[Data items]
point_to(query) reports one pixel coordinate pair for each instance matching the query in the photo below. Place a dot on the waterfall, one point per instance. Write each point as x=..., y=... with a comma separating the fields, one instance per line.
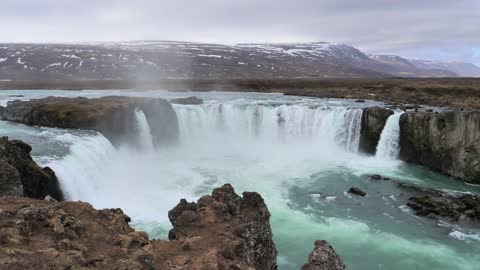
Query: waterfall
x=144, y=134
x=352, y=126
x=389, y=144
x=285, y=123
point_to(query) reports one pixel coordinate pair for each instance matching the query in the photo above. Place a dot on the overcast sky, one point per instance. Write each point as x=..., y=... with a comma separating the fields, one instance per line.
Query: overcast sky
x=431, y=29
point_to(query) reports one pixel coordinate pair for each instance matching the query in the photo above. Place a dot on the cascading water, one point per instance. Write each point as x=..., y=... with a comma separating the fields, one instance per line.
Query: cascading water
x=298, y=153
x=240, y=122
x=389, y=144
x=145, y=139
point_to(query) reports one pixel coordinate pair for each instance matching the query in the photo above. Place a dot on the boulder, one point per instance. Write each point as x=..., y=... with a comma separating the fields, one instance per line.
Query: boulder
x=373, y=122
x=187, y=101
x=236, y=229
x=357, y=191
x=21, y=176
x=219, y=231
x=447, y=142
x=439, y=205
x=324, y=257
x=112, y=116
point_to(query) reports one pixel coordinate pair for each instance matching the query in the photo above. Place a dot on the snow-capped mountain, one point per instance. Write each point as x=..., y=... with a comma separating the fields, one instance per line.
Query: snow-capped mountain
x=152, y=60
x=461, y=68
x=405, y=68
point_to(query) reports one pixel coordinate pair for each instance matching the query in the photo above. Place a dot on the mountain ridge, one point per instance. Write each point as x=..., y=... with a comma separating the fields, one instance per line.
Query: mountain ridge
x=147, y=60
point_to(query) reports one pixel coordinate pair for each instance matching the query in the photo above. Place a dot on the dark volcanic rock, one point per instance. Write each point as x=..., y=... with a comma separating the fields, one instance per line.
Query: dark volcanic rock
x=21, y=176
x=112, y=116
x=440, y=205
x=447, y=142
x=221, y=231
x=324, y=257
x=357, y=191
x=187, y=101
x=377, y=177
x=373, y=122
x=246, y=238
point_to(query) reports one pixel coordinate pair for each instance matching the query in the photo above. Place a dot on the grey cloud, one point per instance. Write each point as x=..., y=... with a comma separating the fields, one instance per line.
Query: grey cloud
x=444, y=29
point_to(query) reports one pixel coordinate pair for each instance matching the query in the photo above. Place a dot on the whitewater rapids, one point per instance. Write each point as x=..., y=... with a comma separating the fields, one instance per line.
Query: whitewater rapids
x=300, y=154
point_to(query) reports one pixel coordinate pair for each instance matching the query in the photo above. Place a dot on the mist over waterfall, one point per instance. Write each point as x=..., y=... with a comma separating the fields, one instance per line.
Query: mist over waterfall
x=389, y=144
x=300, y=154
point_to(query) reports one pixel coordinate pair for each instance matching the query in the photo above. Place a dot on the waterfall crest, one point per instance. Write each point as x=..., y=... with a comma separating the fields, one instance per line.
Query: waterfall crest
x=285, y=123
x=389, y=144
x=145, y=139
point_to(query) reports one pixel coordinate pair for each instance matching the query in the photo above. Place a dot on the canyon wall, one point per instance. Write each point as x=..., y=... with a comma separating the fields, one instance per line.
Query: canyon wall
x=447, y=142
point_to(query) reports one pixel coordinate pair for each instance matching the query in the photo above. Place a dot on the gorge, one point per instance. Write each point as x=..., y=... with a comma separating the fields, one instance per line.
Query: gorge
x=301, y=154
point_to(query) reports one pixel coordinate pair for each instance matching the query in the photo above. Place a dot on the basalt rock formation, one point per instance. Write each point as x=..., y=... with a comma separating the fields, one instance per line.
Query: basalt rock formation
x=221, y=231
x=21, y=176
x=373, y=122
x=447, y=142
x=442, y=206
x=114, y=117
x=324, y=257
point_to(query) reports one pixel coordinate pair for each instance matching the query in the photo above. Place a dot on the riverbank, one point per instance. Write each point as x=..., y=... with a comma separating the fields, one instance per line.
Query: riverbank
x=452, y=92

:: Aim of the exercise ::
Without the pictures, retype all of the data above exactly.

:: Solution for this problem ::
point_to(query) reports one pixel coordinate pair for each instance matching the query in the photo below. Place a dot on the waterfall, one point per instance. Write each point as x=..., y=... with a comma separating the fields, one instance per line.
Query: waterfall
x=144, y=134
x=352, y=126
x=389, y=144
x=285, y=123
point_to(query) reports one pixel coordinate pair for each instance matching the query in the photo above. Place a dot on the overcast sky, one point per instance. Write each point as x=..., y=... with a comma separating the fields, one instance per line.
Query: overcast sky
x=431, y=29
point_to(query) reports one pixel coordinate pair for each instance matching the query in the photo above. Place a dot on the cascading water, one point per instance. Write each point as x=..., y=... with a comma separating the fields, one instance per line.
Query: cascading water
x=298, y=153
x=240, y=122
x=389, y=144
x=145, y=139
point_to(query) reports one pixel coordinate pair for each instance matching the query in the photo above. Place a dot on the boulder, one point per instance. Write each point as x=..., y=... with a comma separating the fields, one instance per line.
Query: boulder
x=373, y=122
x=187, y=101
x=236, y=229
x=357, y=191
x=21, y=176
x=219, y=231
x=447, y=142
x=439, y=205
x=324, y=257
x=112, y=116
point_to(query) reports one pixel coordinate pair for each instance matching the query in the photo above. Place a dot on the snow-capped mountain, one point per instance. Write each point as x=..., y=... with a comma separating the fields, one instance per line.
Query: snow-capped mountain
x=152, y=60
x=461, y=68
x=405, y=68
point_to(query) reports one pixel coordinate pair for each instance matching the query in the photo above. Place a dot on the mountain ridge, one point per instance. Write each point as x=..., y=... with a comma separating the fields, one instance per line.
Query: mountain ridge
x=147, y=60
point_to(query) reports one pixel coordinate pair for each instance matching the query in the photo above. Place a dot on the dark volcanic rock, one point per instance. Write each point as x=..., y=... with a comma separating the fields, one instance per line.
Query: dark volcanic rock
x=21, y=176
x=112, y=116
x=440, y=205
x=447, y=142
x=221, y=231
x=324, y=257
x=357, y=191
x=187, y=101
x=377, y=177
x=373, y=122
x=246, y=238
point_to(query) reports one pixel coordinate pair for each instance matching the query in the photo above. Place a dot on the grey cloud, one point per instance. Write each point as x=..., y=... with a comma separating the fields, one instance per line.
Query: grey cloud
x=444, y=29
point_to(query) reports one pixel coordinate pair for each instance matching the query in the photo above. Place a dot on the whitewater rapids, one point per instance. Write each point as x=..., y=... with a comma separating the fields, one instance per line.
Query: whitewater rapids
x=300, y=154
point_to(query) reports one pixel coordinate pair for each instance matching the query in the photo above. Place a dot on the mist over waterfall, one point per instance. Write each point as x=..., y=... with a comma separating the fields, one instance per line.
Query: mist over waterfall
x=389, y=144
x=300, y=154
point_to(query) reports one pixel coordinate pair for each instance matching the query in the photo above. Place a dot on the waterfall crest, one point per instance. Write each point as x=..., y=... with a comma separating the fields, one instance per line.
Query: waterfall crest
x=285, y=123
x=389, y=144
x=145, y=139
point_to(query) reports one pixel coordinate pair for each instance matching the query in the photo above. Place a dot on the canyon wall, one point per instance. Write each point as x=..., y=... with a comma separating the fields, one instance per line.
Query: canyon wall
x=447, y=142
point_to(query) reports one pixel coordinate pair for each instance matching the query in the photo above. Place a dot on the gorge, one point per instance. Write each point as x=..., y=... with a comma separating the fields, one instance per line.
Query: gorge
x=301, y=154
point_to(query) reports one pixel coordinate pair for each instance matching the query in the photo above. Place a dot on the basalt rock formation, one point per instance. Write each point as x=..., y=... with a comma separating the fields, one instance per line.
Query: basalt rock formation
x=221, y=231
x=21, y=176
x=373, y=122
x=447, y=142
x=442, y=206
x=114, y=117
x=324, y=257
point_to(query) reports one pixel coordinate pair for each instance matching the query in the photo above. Place a dot on the riverbank, one point per instance. Write each point as x=..., y=... with a comma separating the fields, one instance per line.
Query: riverbank
x=452, y=92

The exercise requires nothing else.